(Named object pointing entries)
- - - -

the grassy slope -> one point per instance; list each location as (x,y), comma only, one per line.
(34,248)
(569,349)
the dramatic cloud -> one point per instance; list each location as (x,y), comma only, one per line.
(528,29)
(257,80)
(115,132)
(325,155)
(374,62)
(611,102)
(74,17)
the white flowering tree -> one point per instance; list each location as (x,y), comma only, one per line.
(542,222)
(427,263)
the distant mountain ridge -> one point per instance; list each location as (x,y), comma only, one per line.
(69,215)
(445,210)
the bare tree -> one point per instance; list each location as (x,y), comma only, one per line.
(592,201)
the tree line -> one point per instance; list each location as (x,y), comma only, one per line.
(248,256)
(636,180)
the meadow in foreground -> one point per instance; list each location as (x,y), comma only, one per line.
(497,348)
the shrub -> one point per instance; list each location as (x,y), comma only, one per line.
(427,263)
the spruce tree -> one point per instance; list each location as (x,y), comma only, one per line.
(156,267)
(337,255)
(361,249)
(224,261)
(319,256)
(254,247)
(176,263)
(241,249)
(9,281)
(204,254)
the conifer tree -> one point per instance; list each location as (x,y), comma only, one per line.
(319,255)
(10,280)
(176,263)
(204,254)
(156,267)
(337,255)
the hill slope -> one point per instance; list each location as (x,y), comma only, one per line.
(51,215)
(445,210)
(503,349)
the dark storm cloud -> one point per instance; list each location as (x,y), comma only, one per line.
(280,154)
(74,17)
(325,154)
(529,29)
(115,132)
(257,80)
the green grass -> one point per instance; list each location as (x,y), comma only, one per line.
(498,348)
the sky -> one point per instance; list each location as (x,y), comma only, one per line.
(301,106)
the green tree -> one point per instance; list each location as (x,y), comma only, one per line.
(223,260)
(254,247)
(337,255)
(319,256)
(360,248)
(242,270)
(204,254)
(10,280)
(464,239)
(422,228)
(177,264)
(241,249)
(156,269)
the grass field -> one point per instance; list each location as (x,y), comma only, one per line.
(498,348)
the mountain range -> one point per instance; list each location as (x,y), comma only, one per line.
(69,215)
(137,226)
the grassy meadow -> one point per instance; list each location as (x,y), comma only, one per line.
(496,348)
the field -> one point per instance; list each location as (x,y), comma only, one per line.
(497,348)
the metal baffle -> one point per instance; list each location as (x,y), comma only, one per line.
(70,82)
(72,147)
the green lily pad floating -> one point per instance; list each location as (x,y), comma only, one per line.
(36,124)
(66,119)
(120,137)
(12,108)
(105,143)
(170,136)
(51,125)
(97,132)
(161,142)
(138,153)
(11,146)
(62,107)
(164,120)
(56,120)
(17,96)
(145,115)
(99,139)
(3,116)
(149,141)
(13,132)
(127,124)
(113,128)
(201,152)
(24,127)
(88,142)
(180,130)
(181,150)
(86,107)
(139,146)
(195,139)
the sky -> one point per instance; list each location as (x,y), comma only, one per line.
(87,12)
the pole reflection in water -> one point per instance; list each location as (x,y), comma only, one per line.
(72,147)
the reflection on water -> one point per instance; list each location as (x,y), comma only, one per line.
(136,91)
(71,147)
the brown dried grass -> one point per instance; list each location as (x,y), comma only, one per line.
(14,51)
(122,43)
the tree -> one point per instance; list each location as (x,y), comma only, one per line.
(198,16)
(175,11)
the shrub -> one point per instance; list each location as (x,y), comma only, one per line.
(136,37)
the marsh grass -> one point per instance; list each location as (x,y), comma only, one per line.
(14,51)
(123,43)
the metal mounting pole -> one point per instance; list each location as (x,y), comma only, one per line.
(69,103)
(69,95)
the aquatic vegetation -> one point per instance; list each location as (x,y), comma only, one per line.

- - - -

• [Problem]
The records above are to be repeated exactly, in their entirety.

• [Response to this exercise]
the grassy slope -> one point per instance; list each location as (x,y), comma only, one per line.
(34,248)
(569,349)
the dramatic cloud -> one point per instance; list each location as (x,y), comma only, one per line.
(528,29)
(257,80)
(115,132)
(325,155)
(374,62)
(611,102)
(74,17)
the white flowering tree -> one point per instance; list each location as (x,y), comma only, one per line.
(542,222)
(427,263)
the distant mountain ridge -> one point per instance; list each location as (x,y), comma only, one per line.
(69,215)
(445,210)
the bare tree -> one point per instance; list each location as (x,y), comma only, one per line.
(592,201)
the tree line -> one point per instance; list each location as (x,y), comma only, one per line.
(248,256)
(636,180)
the meadow in foreground -> one point per instance; list each location as (x,y), comma only, one per line.
(497,348)
the shrub -> one point per instance; list each location as (x,y), comma only, one per line.
(427,263)
the spruce tree -> one point per instance; list each location as (x,y), comma only, one per line.
(156,267)
(337,255)
(361,249)
(224,261)
(319,256)
(254,247)
(176,263)
(241,249)
(9,281)
(204,254)
the conifer tree -> one point per instance; list each location as (x,y), comma only, one per line.
(319,255)
(10,280)
(176,263)
(204,254)
(156,267)
(337,255)
the hill slope -> one point per instance; list each location as (x,y), comma only, one per line.
(51,215)
(445,210)
(503,349)
the dark storm cloud -> one point per instance; list each location as (x,y), comma only, one per line.
(280,154)
(74,17)
(325,154)
(529,29)
(115,132)
(257,80)
the green grass -> one point per instance; list each location as (x,y), comma only, one per line.
(498,348)
the sky -> one point per instance; list each location as (x,y), comma only, one per line.
(301,106)
the green tree -> one point per instance; list each location as (x,y), comma only, one per line.
(223,260)
(254,247)
(337,255)
(319,256)
(360,248)
(242,270)
(204,254)
(10,280)
(464,239)
(422,228)
(177,264)
(241,249)
(156,269)
the grass field -> one point per instance; list each location as (x,y), comma only, one per line.
(498,348)
the mountain range -> one point per instance; list each location as (x,y), comma only, one per line.
(69,215)
(137,226)
the grassy meadow -> one point per instance; list each location as (x,y), comma only, one per line.
(496,348)
the field -> one point per instance; list each location as (x,y), comma only, one per line.
(497,348)
the metal baffle -> one point per instance; list each location as (x,y), comma only, one per line.
(70,82)
(72,147)
the green lily pad floating -> one point per instance; list each location as (x,y), comma only, one per line.
(36,124)
(66,119)
(120,137)
(12,108)
(105,143)
(170,136)
(51,125)
(97,132)
(161,142)
(138,153)
(11,146)
(62,107)
(164,120)
(56,120)
(17,96)
(145,115)
(99,139)
(3,116)
(149,141)
(13,132)
(127,124)
(113,128)
(201,152)
(24,127)
(88,142)
(180,130)
(181,150)
(86,107)
(139,146)
(195,139)
the sky -> one point per instance; list each location as (x,y), comma only, one per line.
(87,12)
the pole reflection in water -> one point per instance; list each location as (x,y), comma only, one per line.
(72,147)
the reflection on water -> one point per instance; list each location as (x,y), comma only, one per line.
(136,91)
(71,147)
the brown dried grass -> one point per instance; list each location as (x,y), comma only, one per line.
(14,51)
(122,43)
the tree -> one point per instance; list each location as (x,y), comma only, one per line.
(198,16)
(175,11)
the shrub -> one point per instance; list each location as (x,y), comma only, one per line.
(136,37)
the marsh grass -> one point per instance; list each location as (x,y), comma only, one per line.
(14,51)
(123,43)
the metal mounting pole -> one point per instance; list each location as (x,y), comma only, one per line.
(69,103)
(69,95)
the aquatic vegetation -> one point per instance; list each location as (x,y), comma only, one per line.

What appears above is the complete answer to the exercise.